**Tasks to perform:**
a) List every kind of animal named in the blog post about motorcycling in Northern Spain and Portugal.
b) According to the post on motorcycling in Northern Spain and Portugal, how many times had the couple toured with Global Motorcycle Tours before this year's trip?
c) Write the next part of the post on motorcycling in Northern Spain and Portugal, starting after its last sentence.

**Supplied passage:**
Wednesday, 10 August 2016

Motor Cycling in Northern Spain and Portugal

Three years ago, we travelled to Northern Spain and Portugal on the BMW GS with a group of bikers.  We had a wonderful time and this year decided to revisit the experience.  We toured with Global Motorcycle Tours, having gone with the Company three times before to various locations in Europe.  Northern Spain and Portugal remain our favourites even though this year's journey was quite a different kettle of fish.

When we join these tours, we like to get to know everyone else in the group.  Usually consisting of about fifteen bikes with a mix of singles and couples, most of the singles are male, so it's good to have at least five or six couples involved.  Mark and I are 'people loving people' and part of the holiday for us is chatting to everyone, finding out a little about each person and hopefully making some new good friends.  It's always interesting to see the vast range of characters who get into biking.  In the past we have met musicians, nurses, teachers, oil-field engineers, surgeons, chief executives, metal workers, hotel proprietors, bus drivers, to name but a few.  Once on a motor bike, there is no difference - the bike is the leveller, the link between all.

But of course, the real holiday is the tour.  Riding on roads that sweep and wind through mountain passes or across open plains with little traffic is a joy.  When the weather is warm, there is nothing like being on a motorbike, the breeze in your face, the smells of the countryside herbs or cattle changing to odours of  civilisation as you approach a town.  The aromas of newly baked bread, or roasting meat waft fleetingly through your senses together with the traffic of the busy streets.  Then back out into the countryside again, watching storks standing in mown meadows, the sight of men working in the fields, scything the grass in preparation for next winter's fodder.  The sound of the bells on mountain goats whilst you wait patiently for a flock of sheep to be herded across the road by an old bored-looking sheep dog.


Riding in a group with fourteen other bikes is an experience in itself.  After a day or so, you find yourself bonding as a group, thinking like a group, looking out for each other.  If one of the group have a mishap everyone feels it. Sometimes, as in all groups, there are people that you don't feel so comfortable around and this for me, is part of the adventure.  But they are still a part of the group and because of this, each time we go on a tour it is different.

People tell me that being a pillion on a motorbike is dangerous and that maybe I shouldn't be putting my life at risk for such a pastime.  This year's tour in Spain and Portugal did bring home to me just how dangerous it can be.  Anyone can come off a bike, even the most careful of riders, and I have always been aware of that fact.  However I have always been confident that my partner is a competent rider who would not take risks, especially not with me on the back, and not in such a situation as whilst on a tour like this.

**Dataset excerpts:**

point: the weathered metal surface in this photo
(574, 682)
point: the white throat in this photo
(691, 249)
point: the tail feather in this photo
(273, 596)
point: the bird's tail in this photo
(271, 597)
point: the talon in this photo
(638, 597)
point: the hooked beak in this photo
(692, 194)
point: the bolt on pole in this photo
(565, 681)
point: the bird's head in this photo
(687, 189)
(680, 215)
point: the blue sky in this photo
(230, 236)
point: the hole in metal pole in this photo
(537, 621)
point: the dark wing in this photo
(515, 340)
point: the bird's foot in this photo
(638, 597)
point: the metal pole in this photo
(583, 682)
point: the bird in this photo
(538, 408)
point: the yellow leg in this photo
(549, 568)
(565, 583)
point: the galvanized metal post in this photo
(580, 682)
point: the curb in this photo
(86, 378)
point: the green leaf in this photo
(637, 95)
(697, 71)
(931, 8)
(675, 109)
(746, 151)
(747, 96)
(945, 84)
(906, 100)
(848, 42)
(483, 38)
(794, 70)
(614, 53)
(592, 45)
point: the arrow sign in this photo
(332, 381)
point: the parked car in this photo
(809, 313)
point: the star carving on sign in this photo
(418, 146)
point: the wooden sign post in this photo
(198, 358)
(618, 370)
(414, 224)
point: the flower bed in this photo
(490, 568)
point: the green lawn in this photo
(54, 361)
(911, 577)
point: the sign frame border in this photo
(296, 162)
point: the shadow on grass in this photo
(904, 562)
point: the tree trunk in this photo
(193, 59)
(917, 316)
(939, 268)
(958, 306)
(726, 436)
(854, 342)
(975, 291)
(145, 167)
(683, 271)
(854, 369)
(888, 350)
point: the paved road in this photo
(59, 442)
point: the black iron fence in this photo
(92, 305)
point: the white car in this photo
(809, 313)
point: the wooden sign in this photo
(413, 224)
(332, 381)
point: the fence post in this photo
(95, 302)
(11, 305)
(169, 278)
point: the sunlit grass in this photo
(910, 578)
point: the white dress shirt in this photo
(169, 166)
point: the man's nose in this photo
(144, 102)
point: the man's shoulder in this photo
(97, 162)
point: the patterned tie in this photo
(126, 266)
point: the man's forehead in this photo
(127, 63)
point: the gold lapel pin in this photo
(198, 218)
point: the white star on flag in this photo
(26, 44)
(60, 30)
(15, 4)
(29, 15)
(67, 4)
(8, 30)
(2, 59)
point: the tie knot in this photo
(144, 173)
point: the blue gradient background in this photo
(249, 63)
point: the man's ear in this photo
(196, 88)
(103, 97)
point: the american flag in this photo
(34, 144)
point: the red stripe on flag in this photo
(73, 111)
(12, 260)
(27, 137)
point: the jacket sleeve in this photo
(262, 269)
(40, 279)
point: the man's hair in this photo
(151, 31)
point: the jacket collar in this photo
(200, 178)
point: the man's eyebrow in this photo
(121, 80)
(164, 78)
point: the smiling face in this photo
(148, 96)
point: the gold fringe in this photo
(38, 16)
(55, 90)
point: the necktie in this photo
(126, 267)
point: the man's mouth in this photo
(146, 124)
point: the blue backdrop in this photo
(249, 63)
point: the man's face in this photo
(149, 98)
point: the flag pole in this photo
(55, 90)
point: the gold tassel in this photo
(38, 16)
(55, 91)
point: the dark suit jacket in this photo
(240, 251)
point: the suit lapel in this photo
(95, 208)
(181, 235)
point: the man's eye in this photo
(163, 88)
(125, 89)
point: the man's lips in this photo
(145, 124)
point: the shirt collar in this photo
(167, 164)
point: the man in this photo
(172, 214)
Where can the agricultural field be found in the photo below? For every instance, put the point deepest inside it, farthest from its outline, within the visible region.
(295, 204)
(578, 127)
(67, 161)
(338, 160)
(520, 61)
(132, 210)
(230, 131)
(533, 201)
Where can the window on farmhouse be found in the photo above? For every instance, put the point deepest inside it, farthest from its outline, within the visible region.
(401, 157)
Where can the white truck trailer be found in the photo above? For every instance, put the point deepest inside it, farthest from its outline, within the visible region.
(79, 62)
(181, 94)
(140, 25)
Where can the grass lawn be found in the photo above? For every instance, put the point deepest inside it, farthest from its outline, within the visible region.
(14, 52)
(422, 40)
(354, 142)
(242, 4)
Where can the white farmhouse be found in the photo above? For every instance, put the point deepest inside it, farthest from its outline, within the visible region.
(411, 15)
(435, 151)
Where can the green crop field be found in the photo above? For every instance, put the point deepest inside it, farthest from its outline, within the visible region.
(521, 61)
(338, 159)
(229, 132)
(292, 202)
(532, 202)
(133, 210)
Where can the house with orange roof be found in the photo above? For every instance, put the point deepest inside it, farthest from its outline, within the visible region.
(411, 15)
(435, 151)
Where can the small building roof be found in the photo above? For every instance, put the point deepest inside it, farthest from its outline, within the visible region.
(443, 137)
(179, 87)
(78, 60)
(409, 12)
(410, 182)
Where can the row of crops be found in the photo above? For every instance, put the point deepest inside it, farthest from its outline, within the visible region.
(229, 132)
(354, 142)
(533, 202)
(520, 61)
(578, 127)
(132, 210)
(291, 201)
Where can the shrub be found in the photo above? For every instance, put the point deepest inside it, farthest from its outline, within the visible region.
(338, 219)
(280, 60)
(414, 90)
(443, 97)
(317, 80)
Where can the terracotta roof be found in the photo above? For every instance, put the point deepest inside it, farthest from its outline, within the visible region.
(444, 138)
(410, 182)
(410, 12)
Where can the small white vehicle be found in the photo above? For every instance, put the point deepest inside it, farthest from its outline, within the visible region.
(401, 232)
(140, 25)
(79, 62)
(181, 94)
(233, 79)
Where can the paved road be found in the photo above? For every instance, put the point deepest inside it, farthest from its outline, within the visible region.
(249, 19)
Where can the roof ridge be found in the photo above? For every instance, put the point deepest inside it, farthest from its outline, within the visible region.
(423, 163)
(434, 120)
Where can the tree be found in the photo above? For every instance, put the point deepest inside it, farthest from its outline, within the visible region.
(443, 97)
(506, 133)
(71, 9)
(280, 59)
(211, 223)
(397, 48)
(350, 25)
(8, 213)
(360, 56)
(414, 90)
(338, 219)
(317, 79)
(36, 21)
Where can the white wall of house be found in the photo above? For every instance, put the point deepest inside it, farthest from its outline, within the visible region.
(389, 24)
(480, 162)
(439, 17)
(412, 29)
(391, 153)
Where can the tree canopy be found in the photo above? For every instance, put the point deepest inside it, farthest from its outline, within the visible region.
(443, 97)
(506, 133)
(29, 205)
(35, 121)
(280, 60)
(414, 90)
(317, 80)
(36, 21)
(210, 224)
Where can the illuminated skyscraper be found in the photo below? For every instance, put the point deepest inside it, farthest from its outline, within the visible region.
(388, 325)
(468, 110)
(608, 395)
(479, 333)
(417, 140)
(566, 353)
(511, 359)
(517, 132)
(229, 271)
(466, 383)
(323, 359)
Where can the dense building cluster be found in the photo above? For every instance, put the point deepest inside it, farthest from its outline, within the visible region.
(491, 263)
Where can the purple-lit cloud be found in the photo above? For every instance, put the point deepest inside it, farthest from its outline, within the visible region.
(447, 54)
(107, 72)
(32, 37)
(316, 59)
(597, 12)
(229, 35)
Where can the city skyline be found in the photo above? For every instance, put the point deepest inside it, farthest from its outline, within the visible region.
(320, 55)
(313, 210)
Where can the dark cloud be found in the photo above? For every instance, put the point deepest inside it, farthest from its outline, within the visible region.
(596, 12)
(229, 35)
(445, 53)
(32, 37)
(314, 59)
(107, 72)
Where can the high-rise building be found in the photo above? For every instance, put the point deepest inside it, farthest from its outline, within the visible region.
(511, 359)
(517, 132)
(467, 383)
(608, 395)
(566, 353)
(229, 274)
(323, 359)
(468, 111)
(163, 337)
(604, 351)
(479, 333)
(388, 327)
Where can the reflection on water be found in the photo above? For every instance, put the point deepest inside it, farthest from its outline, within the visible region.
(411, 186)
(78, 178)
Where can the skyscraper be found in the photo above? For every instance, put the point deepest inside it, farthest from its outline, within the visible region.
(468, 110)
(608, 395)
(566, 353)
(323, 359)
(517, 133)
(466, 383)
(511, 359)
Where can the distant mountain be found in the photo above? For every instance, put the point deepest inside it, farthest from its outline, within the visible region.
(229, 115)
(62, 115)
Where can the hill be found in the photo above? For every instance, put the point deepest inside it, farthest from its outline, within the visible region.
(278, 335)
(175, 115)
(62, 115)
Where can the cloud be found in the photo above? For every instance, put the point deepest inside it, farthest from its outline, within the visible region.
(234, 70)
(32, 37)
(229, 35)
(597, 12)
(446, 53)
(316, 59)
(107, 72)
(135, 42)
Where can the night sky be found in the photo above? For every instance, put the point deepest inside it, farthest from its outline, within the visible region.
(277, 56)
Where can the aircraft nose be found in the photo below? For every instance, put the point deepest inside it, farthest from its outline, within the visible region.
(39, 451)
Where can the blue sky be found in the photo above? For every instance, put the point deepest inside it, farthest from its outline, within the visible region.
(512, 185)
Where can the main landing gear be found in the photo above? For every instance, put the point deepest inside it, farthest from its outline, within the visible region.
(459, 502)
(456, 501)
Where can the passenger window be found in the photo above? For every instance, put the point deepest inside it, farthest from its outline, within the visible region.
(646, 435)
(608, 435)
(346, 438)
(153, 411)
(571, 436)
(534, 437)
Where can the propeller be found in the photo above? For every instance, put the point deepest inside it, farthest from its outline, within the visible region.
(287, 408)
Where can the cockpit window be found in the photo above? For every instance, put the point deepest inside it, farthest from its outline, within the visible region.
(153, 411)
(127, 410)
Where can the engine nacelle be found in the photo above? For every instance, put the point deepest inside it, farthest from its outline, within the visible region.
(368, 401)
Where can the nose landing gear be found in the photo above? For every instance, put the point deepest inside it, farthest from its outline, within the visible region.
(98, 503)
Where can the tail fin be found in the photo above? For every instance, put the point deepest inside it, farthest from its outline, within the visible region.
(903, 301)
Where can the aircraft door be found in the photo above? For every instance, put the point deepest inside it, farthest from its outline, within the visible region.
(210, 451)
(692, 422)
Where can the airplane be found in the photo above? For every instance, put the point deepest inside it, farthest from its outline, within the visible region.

**Task results:**
a) cattle, storks, mountain goats, sheep, sheep dog

b) Three times.

c)
It was only on the second day, the first full day of the tour, when one of the group had an accident and came off on a bend.  We were riding towards the middle of the group which had strung out over several miles when the tour leader pulled up, led us into a shady spot and told us that one of the riders had come off.  We knew nothing more at this point as he left us with his partner and went back to investigate.  We waited in the limited shade for news.  He kept us fully informed and within an hour or so, the rider was on his way to hospital, extremely lucky to have survived what could have been a nasty outcome.  A more subdued party arrived at the hotel that evening.  You will always get riders who take perhaps more risks than is necessary and I imagine that after riding on English roads, suddenly arriving in a country where the highways seem to be made for bikers to enjoy, it is easy to forget how dangerous some of the roads can be.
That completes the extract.